*Отрывок*:
----
Но как ни шумели кирилловцы, удельный вес их на эмигрантской политической кухне был все же очень незначительный. Николаевцы забивали их своею численностью.
Рождение этой «николаевской массы» в эмиграции относится к началу 20-х годов. Жадно ловившая каждую политическую фигуру, из какого бы болота она ни появилась, эмигрантская политическая мысль остановилась на великом князе Николае Николаевиче как на «вожде», как только он очутился вблизи от «русского Парижа».
В воздушном замке, созданном эмигрантским воображением, как я уже упоминал, главная роль всегда отводилась некоему «вождю», который объединит правый сектор эмиграции и создаст армию из бывших военнослужащих разбитых армий Деникина, Врангеля, Колчака, Каппеля, Миллера, Юденича. Деникин, Врангель, Миллер и Юденич еще были живы, но авторитет их среди белого офицерства был сильно подмочен, а царские кадровые офицеры его вообще никогда не признавали. На роль «вождя» никто из них уже явно не годился.
Наоборот, большинство эмигрантов правого сектора считало, что именно великий князь Николай сумеет в силу своего прошлого положения объединить «правоверную» эмиграцию; он создаст «освободительную» армию из белых офицеров, заручится материальной поддержкой Антанты и двинется в «крестовый поход против большевизма». Весть о переезде великого князя Николая из Италии во Францию была воспринята ими как начало противобольшевистской «акции». Когда же газеты сообщили, что по распоряжению премьер-министра Франции Пуанкаре на пограничной станции для встречи бывшего русского верховного главнокомандующего был выстроен почетный караул, то восторгу этих «правоверных» эмигрантов не было границ.
----
*Краткое задание*:
Допишите отрывок о николаевцах в эмиграции, продолжив его после последнего предложения. Приведённые далее строки для работы не понадобятся.

*Перечень строк*:
----
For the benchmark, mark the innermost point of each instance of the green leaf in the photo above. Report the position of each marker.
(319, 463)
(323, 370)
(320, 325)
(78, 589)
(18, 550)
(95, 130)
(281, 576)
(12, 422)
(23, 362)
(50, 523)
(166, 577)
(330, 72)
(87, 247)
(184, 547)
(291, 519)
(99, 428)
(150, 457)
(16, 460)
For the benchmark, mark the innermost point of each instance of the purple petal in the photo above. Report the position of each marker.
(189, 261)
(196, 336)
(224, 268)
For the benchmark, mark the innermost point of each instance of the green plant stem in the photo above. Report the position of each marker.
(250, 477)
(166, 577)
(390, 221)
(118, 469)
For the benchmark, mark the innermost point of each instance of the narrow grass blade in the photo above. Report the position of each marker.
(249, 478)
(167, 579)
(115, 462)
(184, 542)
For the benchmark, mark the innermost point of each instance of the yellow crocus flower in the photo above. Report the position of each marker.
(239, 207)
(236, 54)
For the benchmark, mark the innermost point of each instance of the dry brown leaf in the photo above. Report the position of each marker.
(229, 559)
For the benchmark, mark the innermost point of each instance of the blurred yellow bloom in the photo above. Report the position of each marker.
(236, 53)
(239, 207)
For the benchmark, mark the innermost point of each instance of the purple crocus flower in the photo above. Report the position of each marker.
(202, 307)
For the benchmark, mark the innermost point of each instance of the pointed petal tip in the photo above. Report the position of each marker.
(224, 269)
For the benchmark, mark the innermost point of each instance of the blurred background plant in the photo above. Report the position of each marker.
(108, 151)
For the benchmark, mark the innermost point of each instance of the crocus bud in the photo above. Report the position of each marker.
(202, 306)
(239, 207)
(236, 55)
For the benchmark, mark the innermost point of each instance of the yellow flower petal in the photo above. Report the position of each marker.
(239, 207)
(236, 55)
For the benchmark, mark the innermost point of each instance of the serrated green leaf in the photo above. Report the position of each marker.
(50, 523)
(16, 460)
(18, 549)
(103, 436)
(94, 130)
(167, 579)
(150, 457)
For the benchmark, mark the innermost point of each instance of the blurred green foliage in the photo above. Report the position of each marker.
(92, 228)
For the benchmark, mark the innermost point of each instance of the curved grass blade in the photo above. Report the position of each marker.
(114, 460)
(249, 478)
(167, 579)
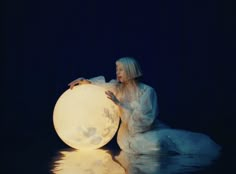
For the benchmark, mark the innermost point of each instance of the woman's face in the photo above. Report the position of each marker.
(120, 73)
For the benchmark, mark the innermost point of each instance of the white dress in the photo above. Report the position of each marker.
(141, 132)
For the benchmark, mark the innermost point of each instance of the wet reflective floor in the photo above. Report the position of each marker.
(53, 156)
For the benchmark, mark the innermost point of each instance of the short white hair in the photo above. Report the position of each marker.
(131, 67)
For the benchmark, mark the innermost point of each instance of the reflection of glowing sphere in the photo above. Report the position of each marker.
(84, 118)
(84, 162)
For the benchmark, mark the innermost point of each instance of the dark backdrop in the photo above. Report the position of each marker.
(185, 49)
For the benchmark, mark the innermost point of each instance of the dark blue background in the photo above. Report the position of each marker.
(185, 49)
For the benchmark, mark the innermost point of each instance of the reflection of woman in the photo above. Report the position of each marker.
(140, 132)
(163, 164)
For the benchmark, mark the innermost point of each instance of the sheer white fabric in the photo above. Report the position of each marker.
(140, 131)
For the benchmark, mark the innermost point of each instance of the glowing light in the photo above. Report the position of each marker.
(84, 118)
(83, 162)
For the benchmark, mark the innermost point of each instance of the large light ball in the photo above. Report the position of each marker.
(84, 118)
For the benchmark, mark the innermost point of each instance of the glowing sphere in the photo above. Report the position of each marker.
(84, 118)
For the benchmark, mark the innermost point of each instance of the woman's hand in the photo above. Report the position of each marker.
(112, 97)
(78, 81)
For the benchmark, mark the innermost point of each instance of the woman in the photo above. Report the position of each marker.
(140, 131)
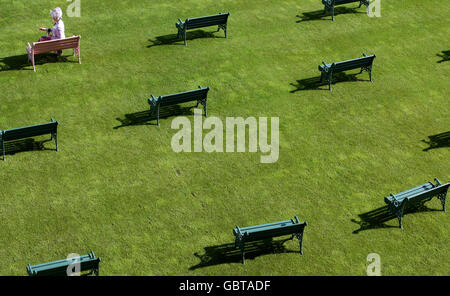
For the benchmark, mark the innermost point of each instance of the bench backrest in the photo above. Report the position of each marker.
(425, 191)
(182, 97)
(59, 267)
(56, 44)
(338, 2)
(275, 229)
(29, 131)
(352, 64)
(206, 21)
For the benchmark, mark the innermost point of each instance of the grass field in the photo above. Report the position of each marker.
(117, 187)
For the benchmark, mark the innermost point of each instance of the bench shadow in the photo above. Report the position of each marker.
(20, 62)
(314, 83)
(145, 118)
(441, 140)
(445, 55)
(23, 145)
(377, 218)
(172, 39)
(228, 253)
(319, 14)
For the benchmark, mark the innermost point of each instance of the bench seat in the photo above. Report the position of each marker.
(87, 262)
(420, 194)
(219, 20)
(54, 45)
(270, 230)
(330, 4)
(29, 131)
(200, 95)
(364, 63)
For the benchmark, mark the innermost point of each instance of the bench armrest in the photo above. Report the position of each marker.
(180, 23)
(152, 101)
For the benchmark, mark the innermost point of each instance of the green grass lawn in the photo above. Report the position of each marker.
(116, 186)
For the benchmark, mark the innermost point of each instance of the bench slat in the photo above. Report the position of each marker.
(29, 131)
(199, 95)
(59, 267)
(420, 194)
(267, 231)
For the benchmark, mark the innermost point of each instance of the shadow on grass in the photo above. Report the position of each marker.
(377, 218)
(314, 83)
(19, 62)
(445, 55)
(172, 39)
(227, 253)
(438, 141)
(320, 14)
(23, 145)
(145, 118)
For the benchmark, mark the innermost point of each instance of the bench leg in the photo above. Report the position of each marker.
(55, 135)
(32, 62)
(329, 81)
(157, 115)
(300, 241)
(79, 55)
(442, 198)
(399, 213)
(3, 149)
(243, 253)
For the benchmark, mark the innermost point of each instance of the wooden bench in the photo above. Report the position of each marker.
(420, 194)
(87, 262)
(270, 230)
(330, 4)
(219, 20)
(54, 45)
(198, 95)
(327, 70)
(29, 131)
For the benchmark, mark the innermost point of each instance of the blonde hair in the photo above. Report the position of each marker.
(56, 13)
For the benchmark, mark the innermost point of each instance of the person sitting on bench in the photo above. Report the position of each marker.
(57, 31)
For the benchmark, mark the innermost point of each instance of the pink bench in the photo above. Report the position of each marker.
(54, 45)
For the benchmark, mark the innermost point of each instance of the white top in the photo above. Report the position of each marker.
(58, 30)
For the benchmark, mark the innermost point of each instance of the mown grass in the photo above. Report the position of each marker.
(146, 210)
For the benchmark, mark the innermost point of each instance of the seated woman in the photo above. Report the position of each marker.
(57, 31)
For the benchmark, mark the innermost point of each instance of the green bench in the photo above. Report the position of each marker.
(87, 262)
(420, 194)
(267, 231)
(198, 95)
(219, 20)
(330, 4)
(327, 70)
(29, 131)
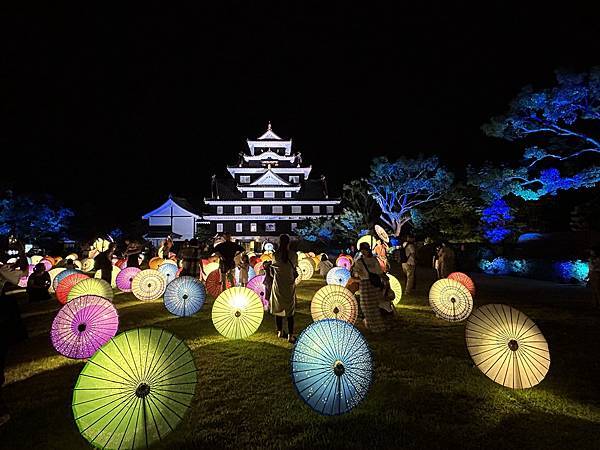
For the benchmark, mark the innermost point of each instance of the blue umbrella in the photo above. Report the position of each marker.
(65, 273)
(169, 271)
(339, 276)
(332, 366)
(184, 296)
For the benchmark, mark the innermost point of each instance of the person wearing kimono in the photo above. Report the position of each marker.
(282, 302)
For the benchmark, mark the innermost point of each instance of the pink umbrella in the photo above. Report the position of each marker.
(125, 278)
(257, 285)
(84, 325)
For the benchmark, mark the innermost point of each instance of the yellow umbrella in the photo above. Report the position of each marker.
(507, 346)
(237, 312)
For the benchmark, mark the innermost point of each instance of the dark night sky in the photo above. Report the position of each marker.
(171, 94)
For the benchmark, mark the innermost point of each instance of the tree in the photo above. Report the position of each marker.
(32, 218)
(401, 186)
(559, 120)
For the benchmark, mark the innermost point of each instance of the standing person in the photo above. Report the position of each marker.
(446, 257)
(38, 284)
(103, 262)
(283, 294)
(12, 329)
(365, 270)
(325, 265)
(409, 267)
(132, 253)
(594, 275)
(226, 251)
(190, 259)
(244, 267)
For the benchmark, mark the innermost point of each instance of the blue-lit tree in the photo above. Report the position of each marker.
(558, 119)
(31, 218)
(400, 186)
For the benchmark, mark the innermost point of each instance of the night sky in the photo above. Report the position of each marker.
(115, 109)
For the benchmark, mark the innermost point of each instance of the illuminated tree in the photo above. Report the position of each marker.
(400, 186)
(31, 218)
(558, 120)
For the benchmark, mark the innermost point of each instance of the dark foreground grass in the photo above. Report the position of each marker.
(426, 392)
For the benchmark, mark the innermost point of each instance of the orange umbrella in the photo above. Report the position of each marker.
(213, 284)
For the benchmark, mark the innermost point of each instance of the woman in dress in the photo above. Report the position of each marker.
(370, 295)
(283, 293)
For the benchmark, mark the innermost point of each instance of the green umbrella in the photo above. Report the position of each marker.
(135, 389)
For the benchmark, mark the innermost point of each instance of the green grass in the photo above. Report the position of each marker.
(426, 392)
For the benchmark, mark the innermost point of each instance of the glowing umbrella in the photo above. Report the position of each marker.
(343, 261)
(507, 346)
(58, 277)
(464, 280)
(334, 302)
(53, 274)
(305, 269)
(87, 265)
(66, 284)
(184, 296)
(148, 285)
(84, 325)
(91, 286)
(257, 284)
(155, 263)
(332, 366)
(237, 313)
(213, 284)
(396, 287)
(368, 239)
(125, 278)
(338, 275)
(169, 271)
(47, 264)
(135, 390)
(382, 234)
(450, 300)
(113, 276)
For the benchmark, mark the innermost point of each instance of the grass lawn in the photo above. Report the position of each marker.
(426, 392)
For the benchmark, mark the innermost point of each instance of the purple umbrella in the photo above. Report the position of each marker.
(84, 325)
(125, 278)
(257, 285)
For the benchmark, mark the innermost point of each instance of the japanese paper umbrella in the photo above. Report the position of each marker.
(66, 284)
(334, 302)
(125, 278)
(463, 279)
(332, 366)
(213, 283)
(91, 286)
(135, 390)
(306, 269)
(237, 312)
(84, 325)
(148, 285)
(113, 276)
(338, 275)
(169, 271)
(396, 287)
(257, 284)
(60, 275)
(450, 300)
(53, 274)
(507, 346)
(184, 296)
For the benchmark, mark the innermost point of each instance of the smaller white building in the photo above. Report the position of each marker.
(174, 218)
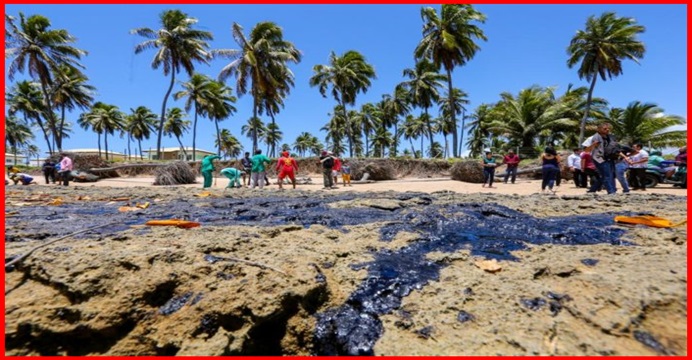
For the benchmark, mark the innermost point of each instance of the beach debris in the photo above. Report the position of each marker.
(183, 224)
(491, 266)
(648, 220)
(176, 173)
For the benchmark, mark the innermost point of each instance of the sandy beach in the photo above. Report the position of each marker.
(403, 267)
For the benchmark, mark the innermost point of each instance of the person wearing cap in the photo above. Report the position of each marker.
(287, 166)
(512, 161)
(489, 165)
(65, 168)
(233, 176)
(327, 161)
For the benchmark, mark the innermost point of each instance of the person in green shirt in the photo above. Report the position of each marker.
(208, 169)
(258, 169)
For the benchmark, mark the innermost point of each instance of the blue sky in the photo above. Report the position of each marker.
(526, 46)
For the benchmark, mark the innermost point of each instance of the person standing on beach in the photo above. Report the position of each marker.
(208, 169)
(327, 162)
(336, 170)
(259, 172)
(65, 168)
(233, 176)
(512, 161)
(48, 169)
(574, 164)
(551, 166)
(600, 142)
(346, 173)
(489, 166)
(638, 160)
(287, 167)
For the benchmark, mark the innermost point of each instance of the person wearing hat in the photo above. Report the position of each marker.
(287, 166)
(489, 166)
(327, 161)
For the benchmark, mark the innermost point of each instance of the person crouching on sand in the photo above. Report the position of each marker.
(286, 166)
(233, 176)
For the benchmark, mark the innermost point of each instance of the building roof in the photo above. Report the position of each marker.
(175, 149)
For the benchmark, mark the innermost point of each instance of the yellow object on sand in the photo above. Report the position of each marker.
(648, 220)
(173, 222)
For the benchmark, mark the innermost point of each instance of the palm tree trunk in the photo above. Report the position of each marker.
(218, 137)
(586, 111)
(49, 110)
(453, 113)
(62, 124)
(163, 113)
(194, 137)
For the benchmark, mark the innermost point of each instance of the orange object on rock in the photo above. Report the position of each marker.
(173, 222)
(648, 220)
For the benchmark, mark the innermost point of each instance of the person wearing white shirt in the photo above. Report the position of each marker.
(638, 162)
(574, 164)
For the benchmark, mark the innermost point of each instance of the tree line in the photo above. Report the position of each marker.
(425, 103)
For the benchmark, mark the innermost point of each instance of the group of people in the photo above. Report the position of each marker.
(253, 170)
(53, 172)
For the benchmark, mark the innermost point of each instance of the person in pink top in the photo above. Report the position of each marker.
(336, 170)
(65, 168)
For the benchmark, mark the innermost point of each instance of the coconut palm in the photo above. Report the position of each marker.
(43, 51)
(105, 119)
(25, 97)
(274, 136)
(198, 93)
(422, 88)
(262, 61)
(524, 117)
(176, 125)
(17, 135)
(229, 144)
(646, 123)
(448, 41)
(69, 91)
(220, 106)
(178, 46)
(600, 48)
(140, 123)
(347, 76)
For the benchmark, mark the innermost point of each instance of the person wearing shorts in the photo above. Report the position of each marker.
(286, 167)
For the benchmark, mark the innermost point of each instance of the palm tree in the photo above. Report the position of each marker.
(17, 135)
(646, 123)
(600, 49)
(179, 46)
(424, 80)
(524, 117)
(176, 125)
(261, 60)
(347, 76)
(140, 124)
(229, 144)
(25, 97)
(70, 91)
(274, 136)
(106, 119)
(43, 51)
(198, 92)
(221, 106)
(448, 41)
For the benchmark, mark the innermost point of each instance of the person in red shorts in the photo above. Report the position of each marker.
(286, 166)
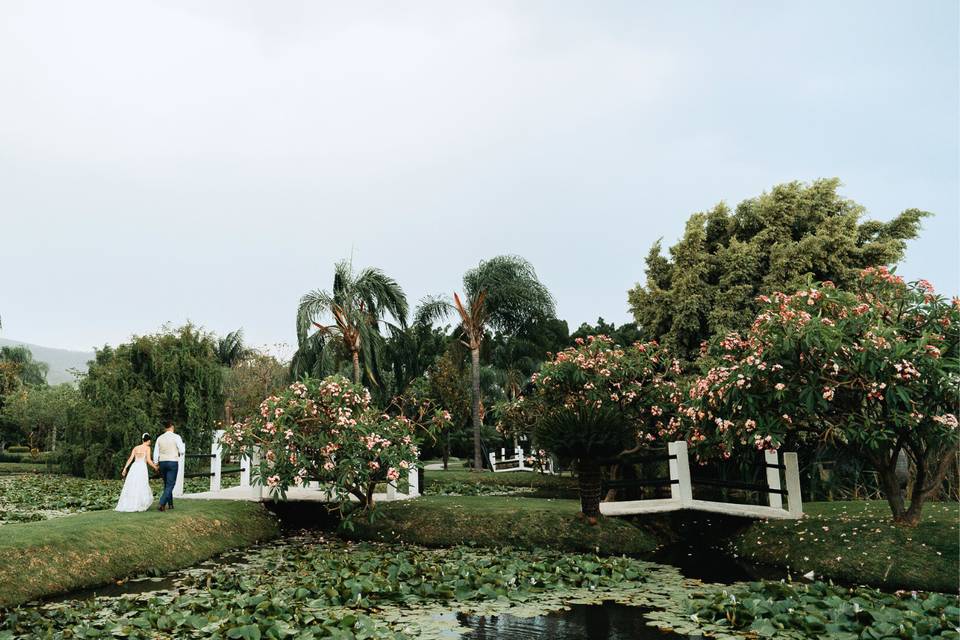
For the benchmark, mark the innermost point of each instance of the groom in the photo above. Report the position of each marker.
(167, 452)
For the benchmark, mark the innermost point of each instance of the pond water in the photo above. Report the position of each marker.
(606, 621)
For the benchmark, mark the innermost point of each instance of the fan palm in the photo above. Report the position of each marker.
(230, 349)
(503, 294)
(359, 303)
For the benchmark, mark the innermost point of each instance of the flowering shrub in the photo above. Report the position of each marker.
(326, 430)
(597, 400)
(874, 370)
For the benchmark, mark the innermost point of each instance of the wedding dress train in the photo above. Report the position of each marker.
(136, 494)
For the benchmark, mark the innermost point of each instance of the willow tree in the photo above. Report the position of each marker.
(778, 241)
(503, 294)
(358, 304)
(135, 387)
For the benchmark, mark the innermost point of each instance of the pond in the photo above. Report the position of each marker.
(605, 621)
(311, 586)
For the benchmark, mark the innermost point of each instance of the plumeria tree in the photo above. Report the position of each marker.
(326, 430)
(873, 370)
(598, 400)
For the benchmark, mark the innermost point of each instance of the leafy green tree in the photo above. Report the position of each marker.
(597, 401)
(230, 348)
(327, 430)
(410, 352)
(625, 335)
(250, 380)
(873, 370)
(134, 387)
(775, 242)
(502, 293)
(43, 412)
(29, 371)
(358, 304)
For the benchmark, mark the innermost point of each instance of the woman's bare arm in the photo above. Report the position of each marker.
(150, 460)
(123, 474)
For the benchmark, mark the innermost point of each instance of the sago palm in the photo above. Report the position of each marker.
(503, 294)
(359, 303)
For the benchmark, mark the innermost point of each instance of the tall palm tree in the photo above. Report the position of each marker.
(359, 303)
(230, 348)
(502, 293)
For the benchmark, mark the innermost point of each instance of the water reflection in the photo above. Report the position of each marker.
(607, 621)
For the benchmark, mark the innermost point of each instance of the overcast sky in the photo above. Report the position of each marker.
(211, 160)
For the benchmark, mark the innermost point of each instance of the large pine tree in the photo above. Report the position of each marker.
(774, 242)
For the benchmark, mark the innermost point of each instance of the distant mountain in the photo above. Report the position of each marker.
(59, 360)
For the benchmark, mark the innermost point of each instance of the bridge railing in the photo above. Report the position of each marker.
(681, 485)
(517, 461)
(217, 470)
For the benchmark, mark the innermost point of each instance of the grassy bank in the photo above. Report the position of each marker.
(441, 521)
(856, 543)
(89, 549)
(26, 467)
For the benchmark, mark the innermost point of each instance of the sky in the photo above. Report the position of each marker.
(211, 161)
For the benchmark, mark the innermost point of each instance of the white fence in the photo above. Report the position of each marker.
(517, 462)
(681, 490)
(250, 490)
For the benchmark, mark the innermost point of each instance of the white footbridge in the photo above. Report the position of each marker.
(255, 492)
(681, 489)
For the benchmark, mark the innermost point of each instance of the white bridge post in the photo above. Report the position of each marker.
(245, 464)
(178, 485)
(792, 473)
(771, 460)
(216, 460)
(681, 490)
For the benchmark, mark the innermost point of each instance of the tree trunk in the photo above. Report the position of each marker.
(477, 424)
(588, 475)
(887, 475)
(446, 449)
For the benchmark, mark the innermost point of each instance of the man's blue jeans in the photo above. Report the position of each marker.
(168, 471)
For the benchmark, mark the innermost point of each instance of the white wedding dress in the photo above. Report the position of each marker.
(136, 494)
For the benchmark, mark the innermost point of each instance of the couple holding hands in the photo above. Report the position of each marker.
(168, 451)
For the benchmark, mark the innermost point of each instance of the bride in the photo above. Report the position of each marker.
(136, 494)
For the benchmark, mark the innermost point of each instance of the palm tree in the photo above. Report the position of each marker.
(230, 349)
(502, 293)
(358, 304)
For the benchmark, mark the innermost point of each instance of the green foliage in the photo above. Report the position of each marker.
(41, 413)
(820, 610)
(503, 294)
(775, 242)
(30, 497)
(251, 379)
(326, 430)
(349, 592)
(358, 304)
(624, 335)
(230, 349)
(873, 369)
(596, 399)
(28, 370)
(133, 388)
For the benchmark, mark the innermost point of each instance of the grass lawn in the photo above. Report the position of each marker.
(24, 467)
(856, 543)
(440, 521)
(90, 549)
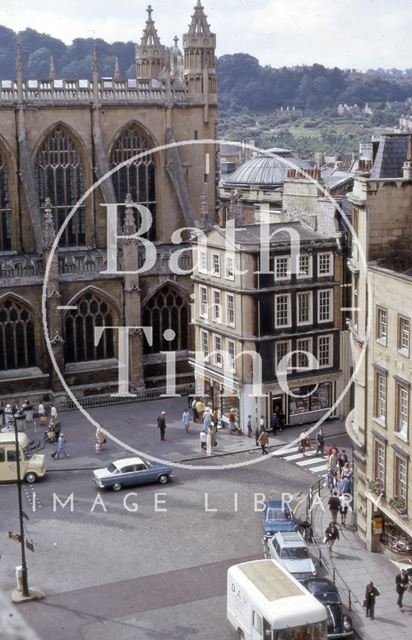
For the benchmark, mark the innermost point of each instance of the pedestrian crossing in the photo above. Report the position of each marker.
(310, 461)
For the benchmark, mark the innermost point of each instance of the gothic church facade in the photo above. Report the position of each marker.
(57, 137)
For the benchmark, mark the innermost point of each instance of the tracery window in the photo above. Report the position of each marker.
(60, 177)
(5, 211)
(166, 310)
(17, 340)
(92, 311)
(137, 178)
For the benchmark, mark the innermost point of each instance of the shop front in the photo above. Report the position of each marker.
(306, 403)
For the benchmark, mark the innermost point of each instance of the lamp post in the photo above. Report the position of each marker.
(25, 590)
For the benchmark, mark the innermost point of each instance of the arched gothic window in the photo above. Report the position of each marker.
(166, 310)
(60, 177)
(137, 178)
(17, 341)
(5, 211)
(92, 311)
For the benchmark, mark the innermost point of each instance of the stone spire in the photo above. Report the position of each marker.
(150, 54)
(48, 231)
(199, 45)
(116, 75)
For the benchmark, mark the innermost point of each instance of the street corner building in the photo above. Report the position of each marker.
(57, 138)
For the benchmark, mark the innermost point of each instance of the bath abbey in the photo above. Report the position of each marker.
(58, 138)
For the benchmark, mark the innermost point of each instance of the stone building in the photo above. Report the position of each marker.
(57, 137)
(248, 317)
(379, 424)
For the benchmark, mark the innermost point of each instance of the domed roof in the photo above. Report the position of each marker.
(266, 171)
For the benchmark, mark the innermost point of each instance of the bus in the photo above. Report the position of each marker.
(264, 602)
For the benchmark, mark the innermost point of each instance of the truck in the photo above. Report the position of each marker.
(264, 602)
(32, 467)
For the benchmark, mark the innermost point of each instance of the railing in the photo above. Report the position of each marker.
(140, 396)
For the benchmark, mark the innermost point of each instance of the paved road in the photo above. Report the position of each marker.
(110, 573)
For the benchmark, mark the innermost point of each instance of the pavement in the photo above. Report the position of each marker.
(352, 566)
(132, 430)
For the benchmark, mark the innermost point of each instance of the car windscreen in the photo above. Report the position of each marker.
(294, 553)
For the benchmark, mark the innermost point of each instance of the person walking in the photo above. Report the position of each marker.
(249, 426)
(203, 441)
(370, 597)
(161, 423)
(402, 583)
(334, 506)
(186, 419)
(331, 535)
(60, 448)
(263, 442)
(320, 443)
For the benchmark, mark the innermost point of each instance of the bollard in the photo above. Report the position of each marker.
(19, 578)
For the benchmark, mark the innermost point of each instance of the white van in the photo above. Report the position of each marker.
(264, 602)
(32, 467)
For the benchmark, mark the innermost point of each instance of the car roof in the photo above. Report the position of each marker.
(320, 585)
(290, 539)
(124, 461)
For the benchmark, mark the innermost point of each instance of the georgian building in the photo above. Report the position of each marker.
(57, 137)
(379, 424)
(248, 318)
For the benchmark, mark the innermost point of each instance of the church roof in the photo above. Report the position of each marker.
(266, 171)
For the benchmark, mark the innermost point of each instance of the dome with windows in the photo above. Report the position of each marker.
(265, 170)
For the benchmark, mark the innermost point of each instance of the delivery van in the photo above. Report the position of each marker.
(264, 602)
(32, 467)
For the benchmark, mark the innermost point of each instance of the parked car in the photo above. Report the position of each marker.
(131, 471)
(339, 624)
(276, 516)
(290, 550)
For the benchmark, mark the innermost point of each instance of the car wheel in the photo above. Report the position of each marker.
(31, 477)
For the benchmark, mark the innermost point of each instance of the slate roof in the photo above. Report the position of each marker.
(390, 157)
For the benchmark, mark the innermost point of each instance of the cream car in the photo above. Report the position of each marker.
(32, 467)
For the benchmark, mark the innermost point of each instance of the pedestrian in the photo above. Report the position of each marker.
(331, 535)
(402, 583)
(161, 423)
(60, 448)
(344, 500)
(100, 440)
(334, 505)
(330, 480)
(249, 426)
(263, 442)
(186, 419)
(257, 434)
(369, 602)
(320, 443)
(203, 441)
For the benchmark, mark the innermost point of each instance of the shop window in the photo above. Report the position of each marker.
(380, 463)
(304, 307)
(305, 266)
(230, 309)
(402, 409)
(381, 325)
(325, 305)
(282, 310)
(282, 270)
(380, 396)
(403, 336)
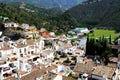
----
*Письменный ответ*:
На Балканах, в Прибалтийских странах, во Франции, на Дальнем Востоке, в Америке «правоверные» при встрече друг с другом шептались: «Вы слышали? Франция официально признала его высочество вождем… Итак, началось… Завтра — в поход! Большевики доживают последние месяцы. Говорят, что для высадки десанта уже все готово… Говорят…» И дальше шло безудержное словесное нагромождение столь же диких и абсурдных, сколь и смехотворных фантазий, составлявших в течение четверти века суть символа веры правых эмигрантов.
Итак, будущий «вождь» прибыл во Францию. Поселился он в одном часе езды от Парижа в купленной им усадьбе Шуаньи — одной из многих тысяч старинных дворянских усадеб, в большинстве своем возникших еще в XVIII веке и разбросанных по всей Франции.
Но ликование правого сектора эмиграции по этому поводу было недолговечным. На очередных парламентских выборах во Франции победили радикалы и радикал-социалисты. Звезда Пуанкаре закатилась. Повеяли другие ветры. Политический «климат» во Франции резко изменился. Новое правительство возглавил Эррио. Обстановка складывалась явно не в пользу «крестового похода». О почетных караулах больше не могло быть и речи. Власти, конечно, не отказали великому князю в праве пребывания на французской земле, но дали понять, что он для них не более как частное лицо и что его политические химеры интересуют их в той же мере, как прошлогодний снег.
В замке Шуаньи по их настойчивой рекомендации в помещении консьержа был поселен агент Surete Generate (полиции общественной безопасности) якобы для охраны безопасности monsieur le Grand due (великого князя), а на самом деле для того, чтобы наблюдать за всем тем, что там происходит.
А происходило там фактически очень немногое, хотя этому немногому расстроенное эмигрантское воображение приписывало исключительную важность событий мирового масштаба.
«Вождь» доживал свою жизнь затворником. Никуда дальше ворот своей усадьбы он не выходил и не выезжал.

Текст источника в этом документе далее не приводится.